▶ [Aim of the exercise] The answer must be an exact copy of the lines from the one containing "One point belongs on each instance of the white desk." through the final line of the material, both included, and nothing else.
• • •
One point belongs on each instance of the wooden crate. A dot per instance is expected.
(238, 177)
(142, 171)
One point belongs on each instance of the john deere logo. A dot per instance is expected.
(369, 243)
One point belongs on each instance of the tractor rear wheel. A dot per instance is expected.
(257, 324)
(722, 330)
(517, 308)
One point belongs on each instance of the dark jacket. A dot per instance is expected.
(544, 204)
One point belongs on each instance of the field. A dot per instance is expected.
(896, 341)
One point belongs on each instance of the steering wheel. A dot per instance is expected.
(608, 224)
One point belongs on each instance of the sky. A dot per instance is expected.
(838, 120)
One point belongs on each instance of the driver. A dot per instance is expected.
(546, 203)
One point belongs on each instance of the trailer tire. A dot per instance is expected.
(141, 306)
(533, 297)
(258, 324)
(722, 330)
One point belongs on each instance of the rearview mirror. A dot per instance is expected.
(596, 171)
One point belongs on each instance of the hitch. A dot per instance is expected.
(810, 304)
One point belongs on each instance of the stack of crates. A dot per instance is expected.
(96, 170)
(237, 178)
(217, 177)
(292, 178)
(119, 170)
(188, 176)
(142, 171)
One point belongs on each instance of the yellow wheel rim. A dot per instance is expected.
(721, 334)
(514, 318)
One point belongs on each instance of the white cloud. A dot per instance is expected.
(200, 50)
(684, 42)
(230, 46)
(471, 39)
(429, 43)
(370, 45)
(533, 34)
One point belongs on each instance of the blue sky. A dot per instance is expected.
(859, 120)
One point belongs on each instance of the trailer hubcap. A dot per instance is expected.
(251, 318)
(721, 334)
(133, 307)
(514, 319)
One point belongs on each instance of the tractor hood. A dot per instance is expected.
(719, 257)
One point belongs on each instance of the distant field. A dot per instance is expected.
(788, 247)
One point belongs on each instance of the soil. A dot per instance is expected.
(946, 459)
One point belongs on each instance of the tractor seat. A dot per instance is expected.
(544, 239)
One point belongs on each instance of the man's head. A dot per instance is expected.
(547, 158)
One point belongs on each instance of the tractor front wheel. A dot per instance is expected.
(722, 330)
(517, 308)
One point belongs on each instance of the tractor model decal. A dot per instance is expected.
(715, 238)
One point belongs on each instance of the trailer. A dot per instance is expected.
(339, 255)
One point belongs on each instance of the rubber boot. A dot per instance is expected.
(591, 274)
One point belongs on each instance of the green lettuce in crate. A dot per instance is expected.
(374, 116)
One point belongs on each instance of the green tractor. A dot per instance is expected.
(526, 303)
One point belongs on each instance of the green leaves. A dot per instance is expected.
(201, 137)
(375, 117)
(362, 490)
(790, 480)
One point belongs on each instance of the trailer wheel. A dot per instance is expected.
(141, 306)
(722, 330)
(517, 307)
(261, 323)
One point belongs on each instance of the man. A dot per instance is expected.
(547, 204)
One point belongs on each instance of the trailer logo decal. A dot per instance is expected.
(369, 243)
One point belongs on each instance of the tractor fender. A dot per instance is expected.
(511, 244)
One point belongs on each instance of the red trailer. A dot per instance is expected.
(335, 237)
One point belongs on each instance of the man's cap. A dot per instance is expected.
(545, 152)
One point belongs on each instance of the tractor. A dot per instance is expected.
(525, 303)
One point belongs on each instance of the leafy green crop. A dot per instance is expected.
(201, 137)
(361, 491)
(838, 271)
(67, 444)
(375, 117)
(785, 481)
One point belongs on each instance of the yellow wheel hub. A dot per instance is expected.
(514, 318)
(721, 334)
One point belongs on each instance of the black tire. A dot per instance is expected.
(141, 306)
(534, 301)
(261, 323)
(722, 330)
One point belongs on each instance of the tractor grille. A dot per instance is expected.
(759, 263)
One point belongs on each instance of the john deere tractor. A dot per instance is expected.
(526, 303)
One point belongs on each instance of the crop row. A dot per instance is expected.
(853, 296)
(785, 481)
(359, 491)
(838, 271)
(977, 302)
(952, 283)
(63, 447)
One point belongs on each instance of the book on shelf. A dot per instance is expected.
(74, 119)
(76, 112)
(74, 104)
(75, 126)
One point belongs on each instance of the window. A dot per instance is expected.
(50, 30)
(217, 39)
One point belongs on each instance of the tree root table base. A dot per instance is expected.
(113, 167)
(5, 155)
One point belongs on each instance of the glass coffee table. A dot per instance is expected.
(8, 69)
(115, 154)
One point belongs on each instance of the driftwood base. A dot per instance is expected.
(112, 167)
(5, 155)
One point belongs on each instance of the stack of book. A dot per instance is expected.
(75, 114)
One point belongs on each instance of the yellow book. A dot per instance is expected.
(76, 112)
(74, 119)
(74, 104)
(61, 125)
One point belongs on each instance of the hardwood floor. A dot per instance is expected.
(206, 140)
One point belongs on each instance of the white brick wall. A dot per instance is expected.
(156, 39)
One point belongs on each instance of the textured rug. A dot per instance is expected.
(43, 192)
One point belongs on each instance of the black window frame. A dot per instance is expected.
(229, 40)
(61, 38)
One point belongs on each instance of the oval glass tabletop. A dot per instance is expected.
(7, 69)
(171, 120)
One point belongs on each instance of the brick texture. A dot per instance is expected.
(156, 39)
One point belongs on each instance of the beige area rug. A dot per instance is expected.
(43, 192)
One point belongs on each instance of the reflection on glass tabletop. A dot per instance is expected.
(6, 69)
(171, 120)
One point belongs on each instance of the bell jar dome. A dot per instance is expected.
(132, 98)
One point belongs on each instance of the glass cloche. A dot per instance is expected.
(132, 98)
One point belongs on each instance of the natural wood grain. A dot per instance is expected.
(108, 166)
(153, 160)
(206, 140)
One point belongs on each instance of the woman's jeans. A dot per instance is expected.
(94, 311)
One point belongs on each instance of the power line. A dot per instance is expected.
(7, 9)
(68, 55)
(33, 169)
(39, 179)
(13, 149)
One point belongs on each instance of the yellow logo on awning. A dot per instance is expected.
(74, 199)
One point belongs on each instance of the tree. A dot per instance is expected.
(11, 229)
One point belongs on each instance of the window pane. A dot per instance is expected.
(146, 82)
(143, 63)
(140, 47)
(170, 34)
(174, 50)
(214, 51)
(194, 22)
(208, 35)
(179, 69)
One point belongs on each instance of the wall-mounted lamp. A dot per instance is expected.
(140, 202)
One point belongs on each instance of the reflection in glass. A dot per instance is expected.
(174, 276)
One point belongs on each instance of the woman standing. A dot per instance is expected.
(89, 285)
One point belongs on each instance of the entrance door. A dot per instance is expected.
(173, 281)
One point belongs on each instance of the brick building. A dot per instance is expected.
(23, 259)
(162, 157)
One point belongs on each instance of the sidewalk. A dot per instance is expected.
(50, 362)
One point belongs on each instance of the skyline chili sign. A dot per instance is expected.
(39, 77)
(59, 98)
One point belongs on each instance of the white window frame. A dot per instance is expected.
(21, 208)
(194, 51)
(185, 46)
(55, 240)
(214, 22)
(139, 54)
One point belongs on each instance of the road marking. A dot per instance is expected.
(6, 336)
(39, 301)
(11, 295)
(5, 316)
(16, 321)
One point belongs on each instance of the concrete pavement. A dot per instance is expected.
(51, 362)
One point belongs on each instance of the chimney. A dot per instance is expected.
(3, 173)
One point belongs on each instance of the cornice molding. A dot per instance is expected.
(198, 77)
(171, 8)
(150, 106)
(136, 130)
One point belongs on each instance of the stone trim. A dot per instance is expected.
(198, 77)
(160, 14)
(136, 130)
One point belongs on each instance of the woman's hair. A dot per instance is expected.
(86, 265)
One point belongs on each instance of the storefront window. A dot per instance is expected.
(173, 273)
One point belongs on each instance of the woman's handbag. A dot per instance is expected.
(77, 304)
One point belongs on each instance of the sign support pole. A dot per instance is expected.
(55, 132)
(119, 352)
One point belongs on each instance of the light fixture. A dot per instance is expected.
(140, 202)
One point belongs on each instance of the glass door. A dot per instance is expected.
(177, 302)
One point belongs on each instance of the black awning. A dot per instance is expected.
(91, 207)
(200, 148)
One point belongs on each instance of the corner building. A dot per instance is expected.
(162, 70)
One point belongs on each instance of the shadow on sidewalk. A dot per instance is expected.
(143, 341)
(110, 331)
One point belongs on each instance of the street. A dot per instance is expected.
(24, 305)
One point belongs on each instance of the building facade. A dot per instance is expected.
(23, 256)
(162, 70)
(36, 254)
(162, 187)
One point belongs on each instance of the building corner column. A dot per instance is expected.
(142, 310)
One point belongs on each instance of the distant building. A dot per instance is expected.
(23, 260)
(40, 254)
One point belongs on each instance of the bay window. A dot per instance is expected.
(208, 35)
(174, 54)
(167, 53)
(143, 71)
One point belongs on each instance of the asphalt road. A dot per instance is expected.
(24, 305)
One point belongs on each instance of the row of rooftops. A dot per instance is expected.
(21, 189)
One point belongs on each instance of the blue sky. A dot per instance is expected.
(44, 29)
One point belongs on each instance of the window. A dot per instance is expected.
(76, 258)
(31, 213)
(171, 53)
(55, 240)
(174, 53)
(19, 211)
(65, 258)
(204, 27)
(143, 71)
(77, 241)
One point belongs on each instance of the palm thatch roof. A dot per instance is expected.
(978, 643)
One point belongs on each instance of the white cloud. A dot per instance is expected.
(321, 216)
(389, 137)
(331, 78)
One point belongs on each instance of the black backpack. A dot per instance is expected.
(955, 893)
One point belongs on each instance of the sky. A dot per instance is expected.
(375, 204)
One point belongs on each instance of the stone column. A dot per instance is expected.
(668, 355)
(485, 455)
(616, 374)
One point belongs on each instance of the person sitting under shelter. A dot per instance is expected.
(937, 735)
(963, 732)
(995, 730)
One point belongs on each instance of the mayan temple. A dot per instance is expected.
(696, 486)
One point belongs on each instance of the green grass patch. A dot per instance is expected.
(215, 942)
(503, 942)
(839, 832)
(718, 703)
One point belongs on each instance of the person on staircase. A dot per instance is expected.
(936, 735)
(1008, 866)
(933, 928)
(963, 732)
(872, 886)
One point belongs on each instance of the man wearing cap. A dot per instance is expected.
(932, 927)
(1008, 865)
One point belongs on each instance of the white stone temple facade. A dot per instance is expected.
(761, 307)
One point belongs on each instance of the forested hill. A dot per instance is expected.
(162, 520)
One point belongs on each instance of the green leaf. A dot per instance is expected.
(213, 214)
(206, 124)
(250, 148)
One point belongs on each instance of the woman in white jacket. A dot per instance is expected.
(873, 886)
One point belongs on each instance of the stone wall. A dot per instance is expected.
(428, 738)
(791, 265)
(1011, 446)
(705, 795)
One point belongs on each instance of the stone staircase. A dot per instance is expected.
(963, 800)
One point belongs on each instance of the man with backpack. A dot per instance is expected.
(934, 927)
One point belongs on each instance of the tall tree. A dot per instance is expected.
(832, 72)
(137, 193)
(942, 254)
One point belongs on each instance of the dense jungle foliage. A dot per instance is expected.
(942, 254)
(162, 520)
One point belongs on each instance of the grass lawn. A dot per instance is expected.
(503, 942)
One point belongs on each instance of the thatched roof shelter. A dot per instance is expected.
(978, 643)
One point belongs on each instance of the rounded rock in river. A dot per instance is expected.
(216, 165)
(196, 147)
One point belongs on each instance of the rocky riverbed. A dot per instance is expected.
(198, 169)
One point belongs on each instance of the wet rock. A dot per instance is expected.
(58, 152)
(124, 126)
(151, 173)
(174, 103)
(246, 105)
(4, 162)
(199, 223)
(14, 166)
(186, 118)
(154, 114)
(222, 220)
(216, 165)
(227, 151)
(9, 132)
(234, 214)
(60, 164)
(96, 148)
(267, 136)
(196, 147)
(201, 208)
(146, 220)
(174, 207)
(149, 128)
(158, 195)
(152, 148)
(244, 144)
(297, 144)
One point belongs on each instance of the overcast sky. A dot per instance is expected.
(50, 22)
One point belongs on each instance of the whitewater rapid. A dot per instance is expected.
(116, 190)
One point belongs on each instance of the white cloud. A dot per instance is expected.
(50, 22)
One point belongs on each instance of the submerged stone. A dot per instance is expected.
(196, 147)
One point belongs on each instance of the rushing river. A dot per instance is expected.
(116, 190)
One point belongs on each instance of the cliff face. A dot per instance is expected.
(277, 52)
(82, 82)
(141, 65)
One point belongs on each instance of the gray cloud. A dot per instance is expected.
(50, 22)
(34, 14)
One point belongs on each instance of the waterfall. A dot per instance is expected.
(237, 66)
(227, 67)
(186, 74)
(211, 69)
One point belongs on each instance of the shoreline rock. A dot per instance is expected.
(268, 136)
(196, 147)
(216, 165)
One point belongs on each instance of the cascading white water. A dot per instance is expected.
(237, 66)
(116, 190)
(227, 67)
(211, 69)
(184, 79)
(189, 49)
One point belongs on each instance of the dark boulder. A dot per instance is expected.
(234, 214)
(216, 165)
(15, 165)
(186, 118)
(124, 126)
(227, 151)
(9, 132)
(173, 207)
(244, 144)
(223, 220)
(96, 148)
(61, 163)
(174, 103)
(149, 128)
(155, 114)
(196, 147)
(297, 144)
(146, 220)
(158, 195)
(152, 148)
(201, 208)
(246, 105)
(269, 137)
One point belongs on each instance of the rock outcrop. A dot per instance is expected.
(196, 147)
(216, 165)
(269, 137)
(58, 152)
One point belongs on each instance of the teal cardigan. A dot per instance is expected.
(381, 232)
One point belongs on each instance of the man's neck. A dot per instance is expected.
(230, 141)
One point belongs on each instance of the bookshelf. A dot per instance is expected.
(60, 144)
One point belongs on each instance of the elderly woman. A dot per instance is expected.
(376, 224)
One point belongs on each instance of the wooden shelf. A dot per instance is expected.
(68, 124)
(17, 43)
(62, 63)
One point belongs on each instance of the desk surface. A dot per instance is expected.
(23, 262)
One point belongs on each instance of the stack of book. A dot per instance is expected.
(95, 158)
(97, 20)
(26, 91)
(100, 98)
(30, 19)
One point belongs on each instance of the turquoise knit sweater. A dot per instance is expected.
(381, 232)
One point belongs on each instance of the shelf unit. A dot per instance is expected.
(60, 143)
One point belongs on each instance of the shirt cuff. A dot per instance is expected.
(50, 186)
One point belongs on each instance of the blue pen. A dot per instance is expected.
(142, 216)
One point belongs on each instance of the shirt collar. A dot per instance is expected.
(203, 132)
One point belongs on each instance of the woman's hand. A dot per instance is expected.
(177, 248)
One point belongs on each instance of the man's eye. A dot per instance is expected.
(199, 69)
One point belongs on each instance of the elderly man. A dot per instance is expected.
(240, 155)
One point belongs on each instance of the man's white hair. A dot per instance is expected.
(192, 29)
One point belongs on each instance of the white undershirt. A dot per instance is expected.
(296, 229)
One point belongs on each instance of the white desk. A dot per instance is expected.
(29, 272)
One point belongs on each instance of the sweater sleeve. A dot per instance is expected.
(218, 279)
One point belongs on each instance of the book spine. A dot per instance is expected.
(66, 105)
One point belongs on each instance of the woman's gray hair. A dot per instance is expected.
• • •
▶ [Answer section]
One point belongs on each instance of the white desk. A dot per instance is expected.
(29, 272)
One point belongs on each instance of the sweater sleeve. A dot per instance is expected.
(218, 279)
One point belongs on each instance of the book spine. A dot per instance is expected.
(66, 105)
One point belongs on each instance of the woman's gray hair. A dot per instance is expected.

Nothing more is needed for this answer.